AIM » Collect every line of the records that contains the word "beekeeper", matching case exactly.

[Data listing]
────────────────────────────────────────
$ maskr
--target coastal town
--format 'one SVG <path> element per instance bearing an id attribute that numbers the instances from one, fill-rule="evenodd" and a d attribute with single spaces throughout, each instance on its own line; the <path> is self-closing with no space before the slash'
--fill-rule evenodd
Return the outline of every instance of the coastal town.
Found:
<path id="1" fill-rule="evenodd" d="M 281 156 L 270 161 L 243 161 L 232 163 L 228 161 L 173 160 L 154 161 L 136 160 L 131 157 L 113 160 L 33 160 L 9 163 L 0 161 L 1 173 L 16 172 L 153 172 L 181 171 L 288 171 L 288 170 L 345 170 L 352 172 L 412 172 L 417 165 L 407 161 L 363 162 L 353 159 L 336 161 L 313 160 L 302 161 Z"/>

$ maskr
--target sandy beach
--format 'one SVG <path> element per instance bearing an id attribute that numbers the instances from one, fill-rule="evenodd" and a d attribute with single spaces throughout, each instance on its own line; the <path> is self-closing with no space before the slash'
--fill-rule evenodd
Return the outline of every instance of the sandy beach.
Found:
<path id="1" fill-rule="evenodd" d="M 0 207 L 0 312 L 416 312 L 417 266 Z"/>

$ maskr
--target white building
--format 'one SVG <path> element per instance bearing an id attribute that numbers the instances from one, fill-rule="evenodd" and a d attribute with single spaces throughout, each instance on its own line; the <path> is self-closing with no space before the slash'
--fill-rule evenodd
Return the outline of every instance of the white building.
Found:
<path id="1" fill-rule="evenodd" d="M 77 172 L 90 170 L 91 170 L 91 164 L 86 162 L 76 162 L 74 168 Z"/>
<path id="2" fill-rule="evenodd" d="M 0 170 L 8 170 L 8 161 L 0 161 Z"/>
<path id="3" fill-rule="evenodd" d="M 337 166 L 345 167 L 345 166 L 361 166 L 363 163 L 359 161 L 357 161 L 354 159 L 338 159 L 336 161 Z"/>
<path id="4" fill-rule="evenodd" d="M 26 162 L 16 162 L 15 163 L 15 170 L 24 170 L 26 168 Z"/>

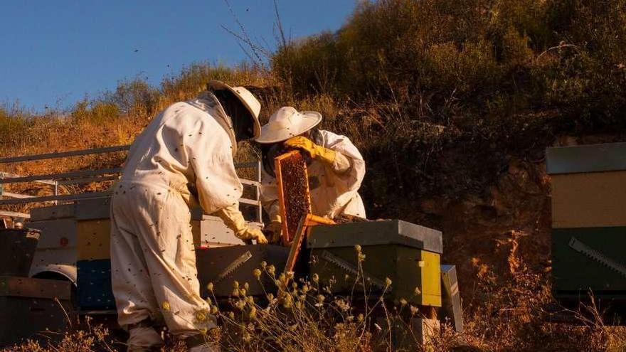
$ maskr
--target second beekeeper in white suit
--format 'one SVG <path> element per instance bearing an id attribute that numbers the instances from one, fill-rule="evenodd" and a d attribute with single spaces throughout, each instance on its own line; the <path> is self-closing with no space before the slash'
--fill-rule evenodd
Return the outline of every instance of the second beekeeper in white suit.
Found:
<path id="1" fill-rule="evenodd" d="M 270 216 L 268 230 L 277 240 L 281 231 L 274 158 L 285 150 L 299 149 L 307 164 L 313 214 L 331 219 L 341 215 L 366 218 L 359 188 L 365 176 L 365 161 L 350 139 L 316 128 L 322 114 L 283 107 L 261 127 L 255 142 L 261 144 L 263 173 L 261 201 Z"/>
<path id="2" fill-rule="evenodd" d="M 239 238 L 267 242 L 239 210 L 242 185 L 233 159 L 238 141 L 259 136 L 260 104 L 241 87 L 211 81 L 209 88 L 154 117 L 132 144 L 113 190 L 111 277 L 129 351 L 161 346 L 153 327 L 161 319 L 190 351 L 218 351 L 203 341 L 215 319 L 199 296 L 193 198 Z"/>

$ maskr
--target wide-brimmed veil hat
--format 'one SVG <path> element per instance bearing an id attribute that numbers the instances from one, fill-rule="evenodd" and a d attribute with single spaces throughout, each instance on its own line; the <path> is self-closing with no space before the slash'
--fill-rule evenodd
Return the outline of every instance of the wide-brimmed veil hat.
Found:
<path id="1" fill-rule="evenodd" d="M 322 122 L 317 111 L 299 112 L 292 107 L 282 107 L 270 117 L 270 122 L 261 127 L 258 143 L 278 143 L 312 129 Z"/>
<path id="2" fill-rule="evenodd" d="M 208 82 L 208 88 L 213 91 L 228 90 L 243 104 L 252 115 L 254 124 L 254 138 L 261 134 L 261 124 L 259 122 L 259 113 L 261 112 L 261 103 L 254 95 L 243 87 L 230 87 L 221 80 L 213 80 Z"/>

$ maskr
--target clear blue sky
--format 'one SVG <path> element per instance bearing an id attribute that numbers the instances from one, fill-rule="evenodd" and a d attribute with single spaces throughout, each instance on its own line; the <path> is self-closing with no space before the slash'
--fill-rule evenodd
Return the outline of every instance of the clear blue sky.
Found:
<path id="1" fill-rule="evenodd" d="M 230 0 L 257 41 L 275 44 L 272 0 Z M 339 28 L 355 0 L 278 0 L 298 38 Z M 139 75 L 158 84 L 194 62 L 245 58 L 221 26 L 238 28 L 223 0 L 24 1 L 0 6 L 0 104 L 72 106 Z M 137 51 L 136 51 L 137 50 Z"/>

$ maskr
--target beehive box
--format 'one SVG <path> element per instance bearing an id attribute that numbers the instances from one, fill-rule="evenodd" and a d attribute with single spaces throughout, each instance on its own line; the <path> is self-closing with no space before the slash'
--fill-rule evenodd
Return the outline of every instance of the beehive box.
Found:
<path id="1" fill-rule="evenodd" d="M 262 269 L 258 279 L 253 272 L 260 269 L 261 262 L 265 262 L 266 265 L 274 265 L 275 277 L 278 277 L 288 255 L 289 248 L 273 245 L 236 245 L 197 250 L 201 296 L 228 297 L 233 294 L 235 281 L 242 287 L 244 284 L 248 284 L 248 295 L 265 297 L 267 293 L 275 292 L 277 287 L 274 278 Z M 209 282 L 213 284 L 212 293 L 206 287 Z"/>
<path id="2" fill-rule="evenodd" d="M 59 280 L 0 276 L 0 346 L 62 332 L 70 314 L 71 284 Z"/>
<path id="3" fill-rule="evenodd" d="M 441 306 L 440 232 L 399 220 L 315 226 L 307 241 L 309 274 L 317 274 L 324 284 L 332 279 L 333 293 L 362 291 L 362 284 L 354 284 L 359 270 L 356 245 L 366 255 L 361 270 L 366 289 L 383 292 L 388 277 L 388 298 Z"/>
<path id="4" fill-rule="evenodd" d="M 626 143 L 550 148 L 557 298 L 626 290 Z"/>

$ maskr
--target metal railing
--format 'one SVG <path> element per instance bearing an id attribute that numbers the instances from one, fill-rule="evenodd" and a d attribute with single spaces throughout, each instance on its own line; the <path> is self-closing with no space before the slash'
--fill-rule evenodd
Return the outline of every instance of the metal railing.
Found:
<path id="1" fill-rule="evenodd" d="M 92 155 L 104 153 L 112 153 L 117 151 L 126 151 L 130 146 L 115 146 L 105 148 L 95 148 L 92 149 L 75 150 L 70 151 L 61 151 L 56 153 L 47 153 L 37 155 L 27 155 L 22 156 L 12 156 L 0 159 L 0 164 L 18 163 L 23 161 L 33 161 L 50 159 L 59 159 L 73 157 L 83 155 Z M 242 184 L 247 186 L 253 186 L 255 188 L 255 199 L 242 198 L 239 199 L 241 204 L 256 207 L 256 220 L 262 222 L 262 207 L 260 202 L 260 182 L 261 182 L 261 163 L 260 161 L 249 161 L 237 163 L 235 169 L 256 169 L 256 180 L 248 180 L 240 178 Z M 58 174 L 45 174 L 40 175 L 22 176 L 6 172 L 0 172 L 0 206 L 24 204 L 29 203 L 42 203 L 52 201 L 55 204 L 58 202 L 71 202 L 85 199 L 93 199 L 107 198 L 110 196 L 110 193 L 105 192 L 85 192 L 74 194 L 59 194 L 59 186 L 70 184 L 85 184 L 92 182 L 102 182 L 105 181 L 115 180 L 119 178 L 122 173 L 122 168 L 101 169 L 97 170 L 78 170 Z M 38 183 L 53 187 L 52 196 L 31 196 L 20 194 L 4 191 L 4 185 L 18 183 Z M 9 198 L 9 199 L 6 199 Z M 10 216 L 19 218 L 28 218 L 28 214 L 16 213 L 0 210 L 0 216 Z"/>

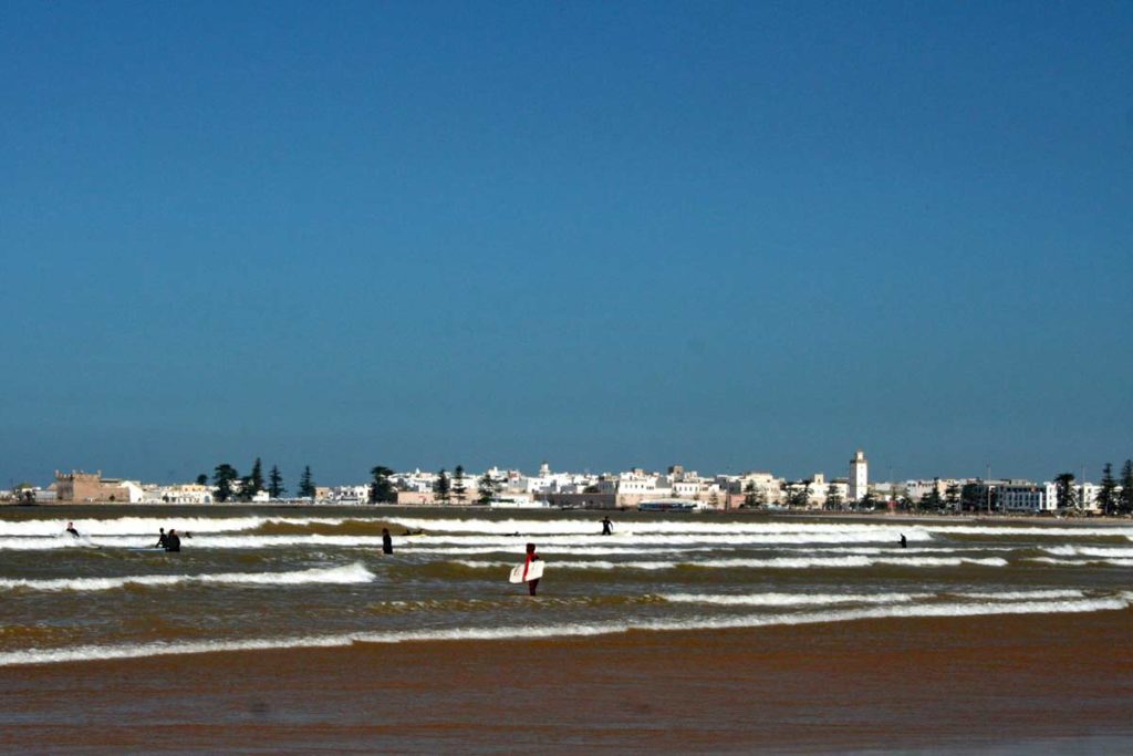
────────────────────────────────────────
TASK ANSWER »
--target second beekeeper in white suit
Return the outline of every instance of the second beekeeper in white suit.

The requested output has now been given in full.